--- START ---

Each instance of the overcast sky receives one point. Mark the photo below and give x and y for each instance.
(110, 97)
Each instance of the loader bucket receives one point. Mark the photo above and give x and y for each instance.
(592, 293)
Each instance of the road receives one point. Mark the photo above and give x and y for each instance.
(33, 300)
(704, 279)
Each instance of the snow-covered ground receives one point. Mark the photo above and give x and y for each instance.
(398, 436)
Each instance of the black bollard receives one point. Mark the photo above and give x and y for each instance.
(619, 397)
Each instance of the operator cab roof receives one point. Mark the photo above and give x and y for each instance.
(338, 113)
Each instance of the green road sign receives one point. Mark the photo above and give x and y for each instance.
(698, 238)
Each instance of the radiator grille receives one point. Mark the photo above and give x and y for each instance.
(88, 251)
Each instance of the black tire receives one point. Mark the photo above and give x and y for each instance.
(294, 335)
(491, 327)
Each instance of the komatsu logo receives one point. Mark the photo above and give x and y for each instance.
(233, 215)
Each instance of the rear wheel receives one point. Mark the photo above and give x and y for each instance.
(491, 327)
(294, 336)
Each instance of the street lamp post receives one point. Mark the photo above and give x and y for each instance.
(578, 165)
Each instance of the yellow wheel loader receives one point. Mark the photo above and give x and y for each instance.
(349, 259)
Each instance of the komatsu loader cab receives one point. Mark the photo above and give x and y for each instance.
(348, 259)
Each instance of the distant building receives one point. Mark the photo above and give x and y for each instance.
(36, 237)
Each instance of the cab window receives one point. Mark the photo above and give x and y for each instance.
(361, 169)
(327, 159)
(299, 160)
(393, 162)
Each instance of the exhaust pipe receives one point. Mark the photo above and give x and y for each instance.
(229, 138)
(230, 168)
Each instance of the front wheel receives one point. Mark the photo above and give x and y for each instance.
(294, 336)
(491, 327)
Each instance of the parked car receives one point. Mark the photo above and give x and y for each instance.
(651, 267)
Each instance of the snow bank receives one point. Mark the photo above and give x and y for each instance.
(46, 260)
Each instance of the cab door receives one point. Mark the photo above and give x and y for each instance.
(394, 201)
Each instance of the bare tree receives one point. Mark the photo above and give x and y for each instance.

--- END ---

#### [THE PROBLEM]
Every entry should be printed again exactly as written.

#### [RESPONSE BOX]
Each instance of the overcast sky receives one point. Mark the photo below and give x and y for each instance.
(110, 97)
Each instance of the loader bucket receives one point. Mark the photo above and give x and y for each instance.
(592, 293)
Each instance of the road receives one point. Mark the photo above and give x and y for each instance.
(33, 300)
(704, 279)
Each instance of the snow-covered ground receives one point. Mark the photo above and give x and y for each instance.
(398, 436)
Each instance of the black bollard receives one point. Mark the photo above and give x and y for each instance.
(619, 397)
Each instance of the operator cab roof receives one point. Mark the photo above and give x and y for each instance.
(338, 113)
Each instance of the green road sign receives one point. Mark the photo above and give x and y for each instance.
(698, 238)
Each instance of the radiator grille receives one point. Mark the photo above and give x and y for each instance.
(88, 251)
Each instance of the black tire receives one point. Mark the photo above and give x and y for each instance.
(294, 335)
(491, 327)
Each instance of the komatsu logo receives one point. Mark the photo above and give x and y for each instance.
(233, 215)
Each instance of the rear wheel receives one point. Mark the photo above and give x and y for each instance.
(491, 327)
(294, 336)
Each instance of the street lamp post receives one point. Mark the photo above and give x and y for each instance.
(578, 165)
Each instance of the yellow wheel loader receives one point. Mark the photo above and give x and y for each instance.
(349, 259)
Each instance of the komatsu loader cab receives one point. Mark the photo above and give x and y for each instance.
(348, 259)
Each instance of the distant building receives one point. Mark the photo above and give x and y for each instance.
(36, 237)
Each instance of the cab window receives one point. Mark the photo above and give x and y for each instance.
(361, 169)
(327, 159)
(299, 160)
(393, 162)
Each instance of the exhaust pipe receives one point. Mark the photo above and give x and y for each instance.
(229, 138)
(230, 168)
Each instance of the front wheel receives one point. Mark the photo above and give x and y for each instance.
(294, 336)
(491, 327)
Each instance of the parked car receives one point. Mark the photo above and give x and y for each instance.
(651, 267)
Each instance of the snow bank receives one point. Mark the photo above and give x and y for each instance.
(46, 260)
Each instance of the cab door receives one point. Mark the photo above and give x and y for each instance.
(394, 201)
Each instance of the bare tree receives one point. Mark the photo above and give x and y for each instance.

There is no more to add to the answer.